_TASK REQUIREMENTS_
Answer these questions from the blog post below about not sleeping through the night:
(a) How long does the writer stay asleep after taking the sleeping pill?
(b) What does the writer take oscal for?
(c) On what day did the writer go into the hospital last year?

_SOURCE PASSAGE_
Why don't I sleep through the night?

Nov 23, 2005 03:55

Seriously, this is getting old. My body does not, actually, I think it is incapable of staying asleep for longer than 2 hours without a drug. When I take my sleeping pill, I stay asleep for about 13 hours straight, but without it, I sleep maybe 3 hours-tops. I can't take my sleeping pill during the week cuz then I'd never get up in time for school, and I'd be drowsy until about 3rd period anyway. My mom says it's all the medicines I'm on, and all the caffiene I drink, and I might be...all I know is that it really sux and I hate it!

Speaking of the meds...I realized, in the bathroom yesterday making sure I looked presentable, that my body runs entirely on chemicals. Antidepressant to be "happy," adderall to make me sit still and focus, abilify to help get rid of my distorted thinking, clarinex to control my allergies, oscal to make sure my bones don't break(due to the fact that I don't eat dairy-I just don't like it), diet coke and diet mountain dew to stay awake during school, sleeping pills to help me sleep...omg-what the fuck is this?!?!?! Does my body just not function by itself?!?!? I mean, I guess this is all OK considering the fact that my doctor put me on EVERYTHING, so I guess he knows what he's doing, but still, it's kinda scary.

I'm super excited for Thanksgiving this year! It's really special because it's been exactly one year since I was in the hospital, and now I'm not there, so I'm HOME for the holiday!!! I get to see everyone from college, and show everyone at dinner(the huge feast) how well I'm doing, and prove that I can eat a piece of pumpkin pie and be OK with it. I went into the hospital last year on the monday right before Thanksgiving. So, monday night, I just laid in my bed smiling because I remembered that at that exact time I was laying in the hospital bed crying, and this monday before the thursday, I'm not. I'm curled up in my own bed with my Egyptian cotton sheets, with my parents down the hall, Brian next door, and it's just so great. Yay for being healthy!

So, I have no idea what we're doing in math class, NO IDEA! And, by that, I mean that I can't even try to attempt to do the homework. And math is usually my best subject, so we know something's wrong. I just hate the feeling of going to sleep without everything being done. I guess it just worries me.

This time of year is a love/hate relationship for me. I love it cuz, well, it's the holidays and who doesn't love that? But I hate it because this is the one time of the year(now)that I'm reminded of Anna. I've actually been doing really really well in that department...I mean, it's basically like if she's willing to talk to me again, then great, and if not, well, that's great too. It's just this time of year reminds me of her, so I'm curious to see if I'm gonna be triggered. I would love to see her randomly and see if I get triggered, or talk to her and see if it still makes me wanna talk more, and I'm actually looking foward to the holiday season because it's the true test of if I'm over this or not. I dunno-I feel like this whole situation happened for the better-I learned a lot about myself through it, and what is socially acceptable and unacceptable. I mean, yeah-it was hell, but I think it's made me a stronger person and able to deal with things more rationally. Or maybe it's the meds...who knows?

I updated my facebook pic...http://i30-6.facebook.com/pics/0/0/n1230930063_7458.jpg Everyone says it's a good pic, but I dunno. This whole LJ link thing isn't working, so I guess just copy and paste it if you wanna see it...or just look at my facebook!

Time to try to go back to sleep...doubtful tho.

Extracted records

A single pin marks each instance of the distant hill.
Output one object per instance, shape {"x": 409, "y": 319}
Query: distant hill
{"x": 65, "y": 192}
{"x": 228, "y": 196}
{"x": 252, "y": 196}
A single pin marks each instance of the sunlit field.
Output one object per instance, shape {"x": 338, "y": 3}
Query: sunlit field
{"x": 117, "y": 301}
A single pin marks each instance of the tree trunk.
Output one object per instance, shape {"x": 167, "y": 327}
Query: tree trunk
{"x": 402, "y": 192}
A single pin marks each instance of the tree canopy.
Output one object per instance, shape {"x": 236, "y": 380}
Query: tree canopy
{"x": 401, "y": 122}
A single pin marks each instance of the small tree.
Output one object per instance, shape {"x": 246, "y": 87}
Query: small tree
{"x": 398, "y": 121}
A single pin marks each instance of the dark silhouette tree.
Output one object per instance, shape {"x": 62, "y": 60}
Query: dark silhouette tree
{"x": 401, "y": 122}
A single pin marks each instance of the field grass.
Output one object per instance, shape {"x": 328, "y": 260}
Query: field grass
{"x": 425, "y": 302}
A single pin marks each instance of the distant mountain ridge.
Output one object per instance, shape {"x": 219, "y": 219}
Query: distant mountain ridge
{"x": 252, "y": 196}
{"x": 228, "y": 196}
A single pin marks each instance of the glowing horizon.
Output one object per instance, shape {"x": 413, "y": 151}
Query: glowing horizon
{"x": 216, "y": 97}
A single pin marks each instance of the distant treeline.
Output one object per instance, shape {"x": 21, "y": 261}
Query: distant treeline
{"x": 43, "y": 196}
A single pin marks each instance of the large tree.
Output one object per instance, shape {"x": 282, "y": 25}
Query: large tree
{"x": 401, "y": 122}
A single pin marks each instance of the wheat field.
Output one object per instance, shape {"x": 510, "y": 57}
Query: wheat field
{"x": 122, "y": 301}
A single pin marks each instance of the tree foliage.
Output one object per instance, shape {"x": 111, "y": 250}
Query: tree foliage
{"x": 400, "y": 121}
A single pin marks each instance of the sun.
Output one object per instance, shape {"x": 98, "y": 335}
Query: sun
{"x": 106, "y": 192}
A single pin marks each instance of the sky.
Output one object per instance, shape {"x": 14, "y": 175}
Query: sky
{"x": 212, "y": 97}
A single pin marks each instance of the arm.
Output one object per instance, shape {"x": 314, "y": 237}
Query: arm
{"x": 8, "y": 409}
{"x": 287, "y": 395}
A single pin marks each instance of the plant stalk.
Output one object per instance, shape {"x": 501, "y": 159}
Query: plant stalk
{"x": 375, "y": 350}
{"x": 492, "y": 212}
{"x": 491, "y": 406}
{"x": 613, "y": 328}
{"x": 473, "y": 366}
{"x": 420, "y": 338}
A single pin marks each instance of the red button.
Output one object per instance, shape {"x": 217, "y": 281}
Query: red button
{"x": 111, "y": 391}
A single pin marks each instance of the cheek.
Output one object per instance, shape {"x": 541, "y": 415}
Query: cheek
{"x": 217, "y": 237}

_EXERCISE SOLUTION_
(a) About 13 hours straight.
(b) To make sure the writer's bones don't break, since the writer doesn't eat dairy.
(c) On the Monday right before Thanksgiving.